# Information provided
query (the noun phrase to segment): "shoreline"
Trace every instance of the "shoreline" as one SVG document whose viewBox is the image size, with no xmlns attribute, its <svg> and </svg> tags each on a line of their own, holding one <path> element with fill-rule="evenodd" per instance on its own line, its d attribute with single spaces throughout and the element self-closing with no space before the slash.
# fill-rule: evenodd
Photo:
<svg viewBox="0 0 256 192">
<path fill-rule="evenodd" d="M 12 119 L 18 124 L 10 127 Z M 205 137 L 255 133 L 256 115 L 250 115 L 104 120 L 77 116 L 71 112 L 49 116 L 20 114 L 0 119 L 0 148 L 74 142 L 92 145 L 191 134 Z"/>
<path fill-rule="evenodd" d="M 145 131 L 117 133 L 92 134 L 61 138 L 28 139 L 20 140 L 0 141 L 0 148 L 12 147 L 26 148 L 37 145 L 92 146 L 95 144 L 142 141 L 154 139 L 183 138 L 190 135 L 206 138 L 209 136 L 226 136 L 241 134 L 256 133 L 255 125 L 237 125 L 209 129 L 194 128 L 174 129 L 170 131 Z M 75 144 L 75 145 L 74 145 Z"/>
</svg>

# What is needed
Please reproduce the items above, changing every "shoreline" to "coastline" and leaving everything else untouched.

# Written solution
query (the noun phrase to segment): "coastline"
Trace every instance of the "coastline" as one SVG document whose viewBox is the image size, with no xmlns attribute, its <svg> and </svg> tags each on a line of their own, holding one <path> element with fill-rule="evenodd" per instance on its own line, its d attribute with single spaces throughout and the element self-closing with no space before the slash.
# fill-rule: evenodd
Photo:
<svg viewBox="0 0 256 192">
<path fill-rule="evenodd" d="M 12 119 L 18 124 L 10 127 Z M 205 137 L 255 133 L 256 115 L 250 115 L 104 120 L 77 116 L 71 112 L 49 116 L 20 114 L 0 119 L 0 148 L 74 142 L 92 145 L 191 134 Z"/>
<path fill-rule="evenodd" d="M 145 131 L 117 133 L 92 134 L 61 138 L 28 139 L 20 140 L 0 141 L 0 148 L 12 147 L 26 148 L 37 145 L 92 146 L 95 144 L 142 141 L 154 139 L 183 138 L 190 135 L 206 138 L 209 136 L 226 136 L 241 134 L 256 133 L 255 125 L 237 125 L 209 129 L 194 128 L 174 129 L 170 131 Z M 75 144 L 75 145 L 74 145 Z"/>
</svg>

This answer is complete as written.